▶ _WHAT THE TASK REQUIRES_
Pick out each line in the entries below that contains the word "paving" and copy it.

++++++++++++++++++++

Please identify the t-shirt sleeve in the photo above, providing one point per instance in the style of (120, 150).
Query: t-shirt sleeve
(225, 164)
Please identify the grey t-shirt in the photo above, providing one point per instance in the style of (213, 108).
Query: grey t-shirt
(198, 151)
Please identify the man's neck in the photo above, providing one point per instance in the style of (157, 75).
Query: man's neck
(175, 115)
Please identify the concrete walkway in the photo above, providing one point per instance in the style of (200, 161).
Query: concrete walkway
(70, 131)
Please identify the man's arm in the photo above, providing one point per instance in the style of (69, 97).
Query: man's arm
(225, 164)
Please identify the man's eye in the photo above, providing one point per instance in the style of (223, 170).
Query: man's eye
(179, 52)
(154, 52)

++++++++++++++++++++

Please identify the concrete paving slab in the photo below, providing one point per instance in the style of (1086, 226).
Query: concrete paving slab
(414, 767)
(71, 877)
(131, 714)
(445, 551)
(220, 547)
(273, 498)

++++++++++++++++++++

▶ _RESPONSE BELOW_
Please identify the concrete paving slab in the photo below, providing one point per instance in the style of (1086, 226).
Query: concrete paving slab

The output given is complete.